→ **What you are asked to do**:
Copy the lines below without any change, from the first line through the line that contains "111), (485, 123)]", including that line.

→ **Data records**:
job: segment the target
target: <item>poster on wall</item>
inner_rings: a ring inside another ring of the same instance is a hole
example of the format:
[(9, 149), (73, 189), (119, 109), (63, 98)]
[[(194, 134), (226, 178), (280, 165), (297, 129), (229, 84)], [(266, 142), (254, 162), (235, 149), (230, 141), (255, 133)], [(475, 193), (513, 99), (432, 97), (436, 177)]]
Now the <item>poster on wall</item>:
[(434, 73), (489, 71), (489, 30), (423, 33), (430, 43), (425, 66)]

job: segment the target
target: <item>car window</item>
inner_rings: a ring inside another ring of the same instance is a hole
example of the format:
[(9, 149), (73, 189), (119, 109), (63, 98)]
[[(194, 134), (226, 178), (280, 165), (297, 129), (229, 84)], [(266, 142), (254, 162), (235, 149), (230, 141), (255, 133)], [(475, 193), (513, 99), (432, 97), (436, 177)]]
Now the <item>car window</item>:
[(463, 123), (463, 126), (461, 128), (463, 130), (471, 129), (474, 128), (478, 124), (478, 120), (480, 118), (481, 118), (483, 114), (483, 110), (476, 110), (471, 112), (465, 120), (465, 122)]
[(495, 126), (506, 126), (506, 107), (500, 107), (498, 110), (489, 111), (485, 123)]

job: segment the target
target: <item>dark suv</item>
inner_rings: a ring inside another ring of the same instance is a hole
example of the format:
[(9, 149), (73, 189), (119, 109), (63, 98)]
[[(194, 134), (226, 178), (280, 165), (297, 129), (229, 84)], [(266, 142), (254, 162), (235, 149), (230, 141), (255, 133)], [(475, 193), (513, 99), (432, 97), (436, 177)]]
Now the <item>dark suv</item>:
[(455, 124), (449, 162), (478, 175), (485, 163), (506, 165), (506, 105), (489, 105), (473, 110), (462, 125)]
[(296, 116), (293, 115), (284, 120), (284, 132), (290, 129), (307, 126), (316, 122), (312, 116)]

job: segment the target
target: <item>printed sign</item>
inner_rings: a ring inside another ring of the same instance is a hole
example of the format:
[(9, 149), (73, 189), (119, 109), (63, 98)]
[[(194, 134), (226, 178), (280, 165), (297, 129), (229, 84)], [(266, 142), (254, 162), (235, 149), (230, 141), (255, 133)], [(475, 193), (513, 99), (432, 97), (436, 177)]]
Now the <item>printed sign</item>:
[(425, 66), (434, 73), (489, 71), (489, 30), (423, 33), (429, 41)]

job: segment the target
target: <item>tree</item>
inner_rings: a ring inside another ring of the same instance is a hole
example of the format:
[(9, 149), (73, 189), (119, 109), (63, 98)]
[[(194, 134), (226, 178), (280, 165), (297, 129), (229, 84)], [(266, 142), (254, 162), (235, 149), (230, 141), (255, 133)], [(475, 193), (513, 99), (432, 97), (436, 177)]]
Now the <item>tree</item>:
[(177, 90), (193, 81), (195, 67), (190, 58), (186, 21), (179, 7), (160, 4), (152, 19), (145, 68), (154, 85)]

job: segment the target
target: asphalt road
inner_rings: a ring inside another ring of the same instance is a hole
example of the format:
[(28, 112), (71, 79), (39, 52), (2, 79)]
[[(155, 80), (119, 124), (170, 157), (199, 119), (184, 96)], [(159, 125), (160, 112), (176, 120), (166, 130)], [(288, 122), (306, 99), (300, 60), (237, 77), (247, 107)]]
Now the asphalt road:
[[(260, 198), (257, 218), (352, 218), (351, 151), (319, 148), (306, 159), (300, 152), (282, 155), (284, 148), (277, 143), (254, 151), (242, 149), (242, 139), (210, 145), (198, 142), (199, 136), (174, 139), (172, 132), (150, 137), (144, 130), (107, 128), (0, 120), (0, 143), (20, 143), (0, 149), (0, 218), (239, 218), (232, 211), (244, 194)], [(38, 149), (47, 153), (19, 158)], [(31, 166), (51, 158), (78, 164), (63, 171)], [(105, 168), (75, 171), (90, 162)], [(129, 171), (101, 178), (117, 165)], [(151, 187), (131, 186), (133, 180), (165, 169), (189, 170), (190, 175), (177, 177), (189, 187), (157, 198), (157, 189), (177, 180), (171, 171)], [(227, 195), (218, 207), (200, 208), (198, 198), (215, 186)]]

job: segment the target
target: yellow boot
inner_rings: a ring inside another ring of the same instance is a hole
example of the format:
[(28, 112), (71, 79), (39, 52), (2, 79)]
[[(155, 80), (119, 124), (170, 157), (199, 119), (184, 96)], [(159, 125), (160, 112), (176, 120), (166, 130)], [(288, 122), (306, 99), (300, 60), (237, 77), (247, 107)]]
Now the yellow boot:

→ **Task output**:
job: segment the target
target: <item>poster on wall</item>
inner_rings: a ring inside another ring of the same instance is a hole
example of the format:
[(9, 149), (73, 189), (119, 109), (63, 98)]
[[(194, 134), (226, 178), (280, 165), (297, 129), (229, 84)], [(266, 142), (254, 162), (235, 149), (230, 141), (255, 133)], [(475, 193), (513, 99), (432, 97), (436, 177)]]
Now the <item>poster on wall</item>:
[(434, 73), (489, 71), (489, 30), (423, 33), (430, 43), (425, 66)]

job: segment the target
target: <item>car window</item>
inner_rings: a ring inside another ring of the same instance is a hole
example of the format:
[(9, 149), (73, 189), (119, 109), (63, 98)]
[[(194, 134), (226, 178), (280, 165), (297, 129), (229, 84)], [(266, 142), (254, 162), (235, 149), (230, 141), (255, 133)], [(475, 193), (513, 99), (432, 97), (436, 177)]]
Now the <item>car window</item>:
[(463, 123), (463, 126), (461, 128), (463, 130), (471, 129), (474, 128), (478, 124), (478, 120), (480, 118), (481, 118), (483, 114), (483, 110), (476, 110), (471, 112), (465, 120), (465, 122)]
[(495, 126), (506, 126), (506, 107), (500, 107), (498, 110), (489, 111), (485, 123)]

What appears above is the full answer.